■ Extrait du document ■
====================
Remarquons-le d’abord, ce qu’on appelle proprement l’obligation morale ne comporte pas l’exécution immédiate de l’acte ni même d’une manière générale son exécution : elle accompagne l’idée d’un acte possible et non pas nécessaire. Le devoir n’est donc plus en ce cas une impulsion irrésistible, mais durable ; il est une obsession sublime. Comme l’a montré Darwin, nous acquérons vite l’expérience qu’un penchant n’est pas détruit par sa violation : le mécontentement que nous éprouvons après y avoir désobéi nous prouve notre impuissance à déraciner l’instinct que nous avons eu le pouvoir de violer. Cet instinct peut être, à chaque instant de la durée, inférieur à la somme de forces qu’exige l’action à accomplir, mais il apparaît dans la conscience comme devant remplir toute la durée et il acquiert ainsi une puissance d’un genre nouveau. Nous avons donc, parmi les forces intérieures, le sentiment d’une force qui n’est pas insurmontable, mais qui est pour nous indestructible (ou du moins qui nous semble telle d’après une série d’expériences). Sous ce rapport l’obligation, en son état le plus élémentaire, est la prévision de la durée indéfinie d’un penchant impersonnel et généreux, l’expérience de son indestructibilité. Aussi n’y a-t-il pas conscience claire du lien de l’obligation avant qu’il n’y ait eu plus ou moins remords, c’est-à-dire persistance de l’instinct malgré sa violation : la faute est un élément nécessaire dans la formation de la conscience morale réfléchie. — Au fond, c’est l’idée de temps qui commence à donner son caractère particulier à cet instinct du devoir où Kant ne voyait que la manifestation de l’intemporel. Dans l’entraînement de la passion, l’intensité actuelle des penchants entre seule dans le compte des forces qui agissent sur le cerveau : l’avenir ou le passé n’ont pas d’influence ; or, le passé et l’avenir, rappelés ou entrevus, sont une condition de la moralité. La pression des grands instincts utiles à l’espèce se trouve accrue à l’infini lorsque, dans notre imagination, elle se multiplie par tous les moments du temps. Un être, pour devenir moral, doit vivre dans la durée.
====================
■ Entrées ■
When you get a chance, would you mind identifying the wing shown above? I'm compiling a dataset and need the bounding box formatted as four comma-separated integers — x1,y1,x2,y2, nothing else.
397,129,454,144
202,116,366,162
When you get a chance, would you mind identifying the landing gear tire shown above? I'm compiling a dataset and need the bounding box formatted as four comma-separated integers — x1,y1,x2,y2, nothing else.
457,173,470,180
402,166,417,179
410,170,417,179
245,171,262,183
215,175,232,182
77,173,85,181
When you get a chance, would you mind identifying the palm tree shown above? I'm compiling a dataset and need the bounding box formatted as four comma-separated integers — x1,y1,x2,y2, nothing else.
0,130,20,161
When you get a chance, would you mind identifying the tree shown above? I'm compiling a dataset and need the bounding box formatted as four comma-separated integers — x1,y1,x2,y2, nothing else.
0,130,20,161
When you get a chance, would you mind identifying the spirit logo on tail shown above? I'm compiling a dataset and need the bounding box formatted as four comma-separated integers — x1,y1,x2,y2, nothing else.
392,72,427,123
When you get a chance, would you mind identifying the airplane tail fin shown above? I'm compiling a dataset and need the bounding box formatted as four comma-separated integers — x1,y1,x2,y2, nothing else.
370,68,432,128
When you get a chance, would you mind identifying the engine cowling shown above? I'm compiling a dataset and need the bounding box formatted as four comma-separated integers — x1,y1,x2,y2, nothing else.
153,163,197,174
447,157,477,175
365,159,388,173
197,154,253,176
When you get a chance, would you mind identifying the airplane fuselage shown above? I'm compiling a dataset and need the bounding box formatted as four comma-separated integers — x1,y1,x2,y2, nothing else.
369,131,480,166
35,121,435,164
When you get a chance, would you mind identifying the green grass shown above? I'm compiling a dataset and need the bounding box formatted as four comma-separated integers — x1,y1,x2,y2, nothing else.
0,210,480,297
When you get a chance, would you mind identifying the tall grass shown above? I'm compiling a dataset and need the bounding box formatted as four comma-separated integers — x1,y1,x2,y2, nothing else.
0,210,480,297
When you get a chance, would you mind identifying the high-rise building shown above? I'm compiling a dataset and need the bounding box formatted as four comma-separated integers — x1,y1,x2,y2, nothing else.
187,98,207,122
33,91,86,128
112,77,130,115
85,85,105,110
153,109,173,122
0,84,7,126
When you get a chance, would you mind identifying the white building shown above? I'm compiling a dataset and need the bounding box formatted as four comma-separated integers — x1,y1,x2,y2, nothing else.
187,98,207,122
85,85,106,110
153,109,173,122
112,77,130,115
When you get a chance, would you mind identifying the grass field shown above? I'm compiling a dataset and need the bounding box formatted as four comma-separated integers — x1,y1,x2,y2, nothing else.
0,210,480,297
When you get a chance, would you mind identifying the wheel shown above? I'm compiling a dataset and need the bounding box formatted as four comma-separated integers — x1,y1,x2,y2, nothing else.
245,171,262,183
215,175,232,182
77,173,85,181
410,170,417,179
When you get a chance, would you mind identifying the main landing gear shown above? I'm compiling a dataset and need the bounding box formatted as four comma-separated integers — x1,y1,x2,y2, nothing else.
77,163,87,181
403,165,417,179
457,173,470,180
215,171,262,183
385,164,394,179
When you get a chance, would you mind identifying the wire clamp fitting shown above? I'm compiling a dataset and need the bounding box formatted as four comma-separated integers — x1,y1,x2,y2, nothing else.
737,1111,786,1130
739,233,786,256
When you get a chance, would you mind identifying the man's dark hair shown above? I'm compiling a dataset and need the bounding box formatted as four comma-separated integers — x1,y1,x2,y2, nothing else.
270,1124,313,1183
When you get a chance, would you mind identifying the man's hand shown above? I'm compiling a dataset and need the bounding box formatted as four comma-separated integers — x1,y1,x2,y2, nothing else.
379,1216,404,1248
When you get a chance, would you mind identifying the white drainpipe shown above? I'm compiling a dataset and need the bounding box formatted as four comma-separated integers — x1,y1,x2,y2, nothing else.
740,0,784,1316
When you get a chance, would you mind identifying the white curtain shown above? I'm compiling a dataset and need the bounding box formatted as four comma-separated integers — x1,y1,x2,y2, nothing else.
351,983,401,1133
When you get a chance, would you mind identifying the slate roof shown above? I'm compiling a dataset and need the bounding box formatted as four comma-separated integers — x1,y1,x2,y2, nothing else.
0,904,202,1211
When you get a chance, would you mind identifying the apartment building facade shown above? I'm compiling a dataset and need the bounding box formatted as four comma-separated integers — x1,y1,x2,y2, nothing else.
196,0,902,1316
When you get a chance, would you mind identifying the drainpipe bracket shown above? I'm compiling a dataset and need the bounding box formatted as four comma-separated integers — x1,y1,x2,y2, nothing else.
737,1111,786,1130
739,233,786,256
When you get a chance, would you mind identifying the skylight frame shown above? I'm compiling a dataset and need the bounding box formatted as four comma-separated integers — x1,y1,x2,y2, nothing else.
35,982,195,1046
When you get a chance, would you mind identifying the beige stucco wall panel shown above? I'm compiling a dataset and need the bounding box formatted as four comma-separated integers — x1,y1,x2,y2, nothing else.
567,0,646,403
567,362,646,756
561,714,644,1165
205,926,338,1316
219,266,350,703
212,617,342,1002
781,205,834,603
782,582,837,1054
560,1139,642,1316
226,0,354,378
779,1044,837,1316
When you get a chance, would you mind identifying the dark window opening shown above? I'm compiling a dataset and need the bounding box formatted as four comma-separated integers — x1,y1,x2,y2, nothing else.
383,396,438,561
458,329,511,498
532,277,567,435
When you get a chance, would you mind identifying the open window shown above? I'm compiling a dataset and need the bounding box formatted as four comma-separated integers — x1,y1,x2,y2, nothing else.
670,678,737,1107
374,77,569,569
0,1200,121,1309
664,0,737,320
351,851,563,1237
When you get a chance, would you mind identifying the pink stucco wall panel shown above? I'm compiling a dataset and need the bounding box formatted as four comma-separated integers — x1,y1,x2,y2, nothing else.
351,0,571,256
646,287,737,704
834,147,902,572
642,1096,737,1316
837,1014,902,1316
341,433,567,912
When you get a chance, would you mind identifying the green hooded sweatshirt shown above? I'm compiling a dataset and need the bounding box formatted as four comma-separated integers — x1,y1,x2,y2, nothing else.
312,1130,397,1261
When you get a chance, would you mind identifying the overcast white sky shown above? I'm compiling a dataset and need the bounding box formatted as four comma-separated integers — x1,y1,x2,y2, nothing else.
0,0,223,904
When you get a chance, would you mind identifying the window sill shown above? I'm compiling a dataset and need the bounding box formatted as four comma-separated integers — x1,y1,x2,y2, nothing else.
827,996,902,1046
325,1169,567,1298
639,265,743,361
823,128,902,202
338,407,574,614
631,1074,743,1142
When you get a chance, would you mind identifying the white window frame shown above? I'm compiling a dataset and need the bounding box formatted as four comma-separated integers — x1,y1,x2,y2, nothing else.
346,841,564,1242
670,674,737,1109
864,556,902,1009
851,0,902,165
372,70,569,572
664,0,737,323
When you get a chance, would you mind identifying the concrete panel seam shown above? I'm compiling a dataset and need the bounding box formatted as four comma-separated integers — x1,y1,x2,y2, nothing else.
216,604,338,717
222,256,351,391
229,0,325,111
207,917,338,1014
====================
■ Consigne ■
Poursuivez le passage sur l'obligation morale et la durée en reprenant juste après sa dernière phrase. Les entrées ne sont d'aucune utilité pour ce travail.

■ Réponse à l'exercice ■
On connaît les exemples par lesquels Darwin montre que, si les animaux avaient notre intelligence, leur instinct donnerait lieu à un sentiment d’obligation. Ce sentiment d’obligation, feeling, au point de vue dynamique, est indépendant de la direction effectivement morale ou non morale de l’instinct ; il dépend seulement de son intensité, de sa durée et de la résistance ou du secours qu’il rencontre dans le milieu. « Supposons, dit Darwin, pour prendre un cas extrême, que les hommes se fussent produits dans les conditions de vie des abeilles : il n’est pas douteux que nos femelles non mariées, à l’instar des abeilles ouvrières, considéreraient comme un devoir sacré de tuer leurs frères, et que les mères tenteraient de détruire leurs filles fécondes, sans que personne y trouvât à redire[1]. »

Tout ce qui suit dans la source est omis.